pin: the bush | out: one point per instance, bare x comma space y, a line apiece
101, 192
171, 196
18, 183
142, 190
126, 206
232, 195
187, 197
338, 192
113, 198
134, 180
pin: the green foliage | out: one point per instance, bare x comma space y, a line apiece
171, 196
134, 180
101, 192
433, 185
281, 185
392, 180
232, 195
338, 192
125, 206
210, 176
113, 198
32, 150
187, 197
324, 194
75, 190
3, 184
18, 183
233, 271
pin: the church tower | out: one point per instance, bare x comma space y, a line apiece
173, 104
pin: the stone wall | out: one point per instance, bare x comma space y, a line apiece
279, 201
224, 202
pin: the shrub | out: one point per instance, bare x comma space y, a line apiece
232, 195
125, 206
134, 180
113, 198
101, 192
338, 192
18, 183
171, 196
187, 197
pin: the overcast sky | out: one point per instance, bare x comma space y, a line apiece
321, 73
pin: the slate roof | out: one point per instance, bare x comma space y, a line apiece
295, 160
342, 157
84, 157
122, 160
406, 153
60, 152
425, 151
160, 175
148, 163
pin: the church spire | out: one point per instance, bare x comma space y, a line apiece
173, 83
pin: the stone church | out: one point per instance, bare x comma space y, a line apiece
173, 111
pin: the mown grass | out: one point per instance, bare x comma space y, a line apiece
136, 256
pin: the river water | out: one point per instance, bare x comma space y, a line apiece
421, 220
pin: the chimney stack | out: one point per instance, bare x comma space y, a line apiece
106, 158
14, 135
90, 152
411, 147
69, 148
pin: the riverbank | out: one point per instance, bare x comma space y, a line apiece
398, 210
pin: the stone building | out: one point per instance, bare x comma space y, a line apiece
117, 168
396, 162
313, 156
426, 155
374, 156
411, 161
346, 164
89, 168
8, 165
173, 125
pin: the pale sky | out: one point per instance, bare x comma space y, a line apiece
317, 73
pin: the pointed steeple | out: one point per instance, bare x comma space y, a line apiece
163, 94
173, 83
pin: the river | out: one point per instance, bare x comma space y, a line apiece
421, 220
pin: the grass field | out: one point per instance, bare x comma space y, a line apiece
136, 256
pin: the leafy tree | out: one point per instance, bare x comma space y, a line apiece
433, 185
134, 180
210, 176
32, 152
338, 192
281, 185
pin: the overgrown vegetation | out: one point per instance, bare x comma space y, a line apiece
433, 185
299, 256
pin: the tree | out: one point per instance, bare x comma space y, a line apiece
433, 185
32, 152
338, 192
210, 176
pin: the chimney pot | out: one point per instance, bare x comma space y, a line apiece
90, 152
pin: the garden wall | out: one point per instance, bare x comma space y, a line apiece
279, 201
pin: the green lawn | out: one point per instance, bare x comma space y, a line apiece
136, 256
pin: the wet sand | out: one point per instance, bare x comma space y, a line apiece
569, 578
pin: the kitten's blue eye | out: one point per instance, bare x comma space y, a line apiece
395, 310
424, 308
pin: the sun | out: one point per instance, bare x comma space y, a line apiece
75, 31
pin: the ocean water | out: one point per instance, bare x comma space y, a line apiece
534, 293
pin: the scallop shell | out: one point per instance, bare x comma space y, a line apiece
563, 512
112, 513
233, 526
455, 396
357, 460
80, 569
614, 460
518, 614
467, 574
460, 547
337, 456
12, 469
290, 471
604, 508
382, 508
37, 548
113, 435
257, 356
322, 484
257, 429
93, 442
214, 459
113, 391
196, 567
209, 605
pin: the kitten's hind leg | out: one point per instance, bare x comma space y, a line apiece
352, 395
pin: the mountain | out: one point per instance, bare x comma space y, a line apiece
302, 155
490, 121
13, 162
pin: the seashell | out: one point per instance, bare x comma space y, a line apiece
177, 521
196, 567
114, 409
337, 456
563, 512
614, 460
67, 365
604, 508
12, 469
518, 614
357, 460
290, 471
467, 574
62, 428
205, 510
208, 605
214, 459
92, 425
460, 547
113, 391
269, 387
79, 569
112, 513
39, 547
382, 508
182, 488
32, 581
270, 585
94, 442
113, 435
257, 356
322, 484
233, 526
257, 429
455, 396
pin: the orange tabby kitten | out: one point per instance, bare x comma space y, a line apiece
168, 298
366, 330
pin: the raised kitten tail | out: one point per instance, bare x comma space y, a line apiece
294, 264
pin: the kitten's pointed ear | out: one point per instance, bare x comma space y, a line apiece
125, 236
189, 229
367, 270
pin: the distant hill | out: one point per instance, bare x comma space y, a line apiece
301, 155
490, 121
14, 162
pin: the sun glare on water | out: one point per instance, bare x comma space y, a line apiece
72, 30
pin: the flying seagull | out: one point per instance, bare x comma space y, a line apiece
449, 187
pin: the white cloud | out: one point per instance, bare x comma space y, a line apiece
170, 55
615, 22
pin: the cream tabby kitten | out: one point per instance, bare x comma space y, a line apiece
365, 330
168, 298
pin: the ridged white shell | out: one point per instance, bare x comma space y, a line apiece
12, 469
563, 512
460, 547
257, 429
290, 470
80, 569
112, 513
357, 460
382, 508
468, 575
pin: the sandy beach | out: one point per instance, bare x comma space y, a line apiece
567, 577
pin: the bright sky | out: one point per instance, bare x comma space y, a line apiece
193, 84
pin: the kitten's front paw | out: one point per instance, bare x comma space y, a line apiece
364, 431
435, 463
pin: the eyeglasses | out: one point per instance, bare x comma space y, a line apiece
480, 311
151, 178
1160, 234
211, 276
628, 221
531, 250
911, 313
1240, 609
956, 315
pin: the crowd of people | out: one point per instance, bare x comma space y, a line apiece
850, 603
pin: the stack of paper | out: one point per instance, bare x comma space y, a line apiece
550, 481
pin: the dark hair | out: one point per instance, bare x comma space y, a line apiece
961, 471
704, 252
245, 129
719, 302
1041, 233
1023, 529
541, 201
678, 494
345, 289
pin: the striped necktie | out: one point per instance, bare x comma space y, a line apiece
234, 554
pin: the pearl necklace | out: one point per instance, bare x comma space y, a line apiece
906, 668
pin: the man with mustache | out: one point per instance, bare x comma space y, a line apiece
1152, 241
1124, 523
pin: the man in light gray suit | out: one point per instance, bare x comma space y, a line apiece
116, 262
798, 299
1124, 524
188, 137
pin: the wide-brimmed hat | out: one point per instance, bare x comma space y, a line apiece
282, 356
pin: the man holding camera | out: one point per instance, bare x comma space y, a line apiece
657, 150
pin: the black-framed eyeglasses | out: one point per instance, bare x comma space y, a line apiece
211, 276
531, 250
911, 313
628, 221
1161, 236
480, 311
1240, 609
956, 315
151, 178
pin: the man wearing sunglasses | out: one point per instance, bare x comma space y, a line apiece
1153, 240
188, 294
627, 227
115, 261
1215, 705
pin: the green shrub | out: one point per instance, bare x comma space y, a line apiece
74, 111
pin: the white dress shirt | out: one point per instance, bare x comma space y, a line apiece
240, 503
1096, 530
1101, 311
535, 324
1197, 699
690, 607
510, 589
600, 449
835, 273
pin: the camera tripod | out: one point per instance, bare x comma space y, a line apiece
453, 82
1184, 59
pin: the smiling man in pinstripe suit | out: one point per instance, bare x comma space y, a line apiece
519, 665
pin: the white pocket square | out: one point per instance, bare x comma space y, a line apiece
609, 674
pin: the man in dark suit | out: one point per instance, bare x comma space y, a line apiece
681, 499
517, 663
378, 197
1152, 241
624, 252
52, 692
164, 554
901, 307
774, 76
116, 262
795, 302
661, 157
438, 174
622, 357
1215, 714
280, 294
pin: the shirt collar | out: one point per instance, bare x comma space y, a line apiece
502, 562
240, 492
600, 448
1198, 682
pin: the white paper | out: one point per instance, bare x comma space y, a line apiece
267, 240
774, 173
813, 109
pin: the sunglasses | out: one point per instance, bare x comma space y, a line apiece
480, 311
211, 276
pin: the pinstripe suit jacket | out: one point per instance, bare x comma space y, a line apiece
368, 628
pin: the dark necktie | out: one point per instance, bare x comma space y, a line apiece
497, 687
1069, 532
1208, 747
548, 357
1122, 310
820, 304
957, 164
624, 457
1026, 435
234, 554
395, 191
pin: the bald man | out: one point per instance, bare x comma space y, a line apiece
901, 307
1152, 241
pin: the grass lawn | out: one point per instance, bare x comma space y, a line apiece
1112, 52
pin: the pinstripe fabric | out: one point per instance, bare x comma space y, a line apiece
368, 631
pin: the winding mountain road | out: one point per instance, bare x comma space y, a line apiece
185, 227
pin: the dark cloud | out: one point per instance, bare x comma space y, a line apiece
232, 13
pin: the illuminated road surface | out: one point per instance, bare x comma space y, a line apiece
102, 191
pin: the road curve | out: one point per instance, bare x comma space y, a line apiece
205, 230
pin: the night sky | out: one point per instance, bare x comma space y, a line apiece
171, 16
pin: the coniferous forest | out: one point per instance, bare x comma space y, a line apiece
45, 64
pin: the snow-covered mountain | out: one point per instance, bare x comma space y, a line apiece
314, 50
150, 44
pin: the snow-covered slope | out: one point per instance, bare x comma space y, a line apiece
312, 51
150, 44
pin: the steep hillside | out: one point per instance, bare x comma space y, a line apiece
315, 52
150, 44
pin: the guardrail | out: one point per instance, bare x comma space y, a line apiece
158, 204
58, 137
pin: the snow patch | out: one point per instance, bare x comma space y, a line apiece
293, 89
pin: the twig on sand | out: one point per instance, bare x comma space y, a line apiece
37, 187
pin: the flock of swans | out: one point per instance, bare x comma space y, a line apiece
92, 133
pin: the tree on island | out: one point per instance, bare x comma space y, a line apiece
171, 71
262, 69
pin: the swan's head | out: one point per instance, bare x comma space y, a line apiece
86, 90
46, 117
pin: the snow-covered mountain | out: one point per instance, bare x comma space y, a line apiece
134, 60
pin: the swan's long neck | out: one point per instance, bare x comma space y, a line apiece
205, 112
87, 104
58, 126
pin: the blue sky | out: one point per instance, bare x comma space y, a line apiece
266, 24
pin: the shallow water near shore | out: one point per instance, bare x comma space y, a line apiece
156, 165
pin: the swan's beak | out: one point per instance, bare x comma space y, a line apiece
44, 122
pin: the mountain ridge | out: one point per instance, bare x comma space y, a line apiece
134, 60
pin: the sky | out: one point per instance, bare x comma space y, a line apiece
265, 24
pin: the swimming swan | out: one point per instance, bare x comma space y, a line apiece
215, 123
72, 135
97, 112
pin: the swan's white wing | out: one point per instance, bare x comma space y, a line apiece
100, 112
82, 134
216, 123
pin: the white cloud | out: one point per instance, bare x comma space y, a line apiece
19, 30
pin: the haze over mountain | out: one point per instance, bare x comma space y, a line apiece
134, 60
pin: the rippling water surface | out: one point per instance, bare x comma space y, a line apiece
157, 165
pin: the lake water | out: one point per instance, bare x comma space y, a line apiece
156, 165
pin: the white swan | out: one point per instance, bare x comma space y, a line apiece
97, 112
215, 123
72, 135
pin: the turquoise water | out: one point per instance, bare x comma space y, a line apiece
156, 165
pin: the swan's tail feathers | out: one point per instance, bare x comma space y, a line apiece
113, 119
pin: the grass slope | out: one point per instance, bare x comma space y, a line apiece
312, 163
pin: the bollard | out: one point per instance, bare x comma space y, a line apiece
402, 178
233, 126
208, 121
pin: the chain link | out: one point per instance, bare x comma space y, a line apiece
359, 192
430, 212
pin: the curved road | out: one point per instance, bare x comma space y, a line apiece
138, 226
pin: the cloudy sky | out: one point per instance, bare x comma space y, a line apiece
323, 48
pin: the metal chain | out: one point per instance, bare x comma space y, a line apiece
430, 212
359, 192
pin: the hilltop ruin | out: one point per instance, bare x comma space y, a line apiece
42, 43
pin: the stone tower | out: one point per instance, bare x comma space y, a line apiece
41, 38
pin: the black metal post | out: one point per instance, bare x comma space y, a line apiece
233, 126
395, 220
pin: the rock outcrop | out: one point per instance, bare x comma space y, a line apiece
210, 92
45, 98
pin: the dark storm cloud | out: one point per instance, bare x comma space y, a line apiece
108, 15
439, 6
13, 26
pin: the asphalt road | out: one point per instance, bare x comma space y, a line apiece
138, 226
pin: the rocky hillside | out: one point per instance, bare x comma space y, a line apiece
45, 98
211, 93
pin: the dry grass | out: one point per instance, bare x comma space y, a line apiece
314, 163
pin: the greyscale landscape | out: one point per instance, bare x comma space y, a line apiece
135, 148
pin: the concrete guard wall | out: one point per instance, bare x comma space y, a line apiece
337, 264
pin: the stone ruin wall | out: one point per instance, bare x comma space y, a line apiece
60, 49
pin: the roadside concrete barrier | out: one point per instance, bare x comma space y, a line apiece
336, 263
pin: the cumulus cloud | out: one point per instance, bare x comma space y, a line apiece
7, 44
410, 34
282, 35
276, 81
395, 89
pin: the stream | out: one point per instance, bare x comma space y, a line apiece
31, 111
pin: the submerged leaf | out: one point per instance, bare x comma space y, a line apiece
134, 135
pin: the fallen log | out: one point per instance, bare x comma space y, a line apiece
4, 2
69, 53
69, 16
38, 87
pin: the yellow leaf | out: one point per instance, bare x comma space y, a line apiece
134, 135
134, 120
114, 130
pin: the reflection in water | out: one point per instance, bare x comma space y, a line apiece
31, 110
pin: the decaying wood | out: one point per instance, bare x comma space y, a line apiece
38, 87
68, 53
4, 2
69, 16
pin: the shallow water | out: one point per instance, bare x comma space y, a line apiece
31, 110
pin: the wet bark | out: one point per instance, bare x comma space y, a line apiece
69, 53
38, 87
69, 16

==================================================

*BRIEF*: Write out exactly the lines starting with the one that holds "pin: the fallen" and running through the last line above.

*FULL OUTPUT*:
pin: the fallen log | out: one point per instance, bare x comma space y, a line apiece
4, 2
69, 53
69, 16
38, 87
pin: the yellow leaf | out: one point per instance, bare x comma space y, a line apiece
134, 135
134, 120
114, 130
pin: the reflection in water | out: one point per instance, bare x comma space y, a line apiece
31, 110
pin: the decaying wood | out: one point per instance, bare x comma space y, a line apiece
38, 87
68, 53
4, 2
69, 16
pin: the shallow water | out: one point per instance, bare x comma space y, a line apiece
31, 110
pin: the wet bark | out: one point per instance, bare x comma space y, a line apiece
69, 53
38, 87
69, 16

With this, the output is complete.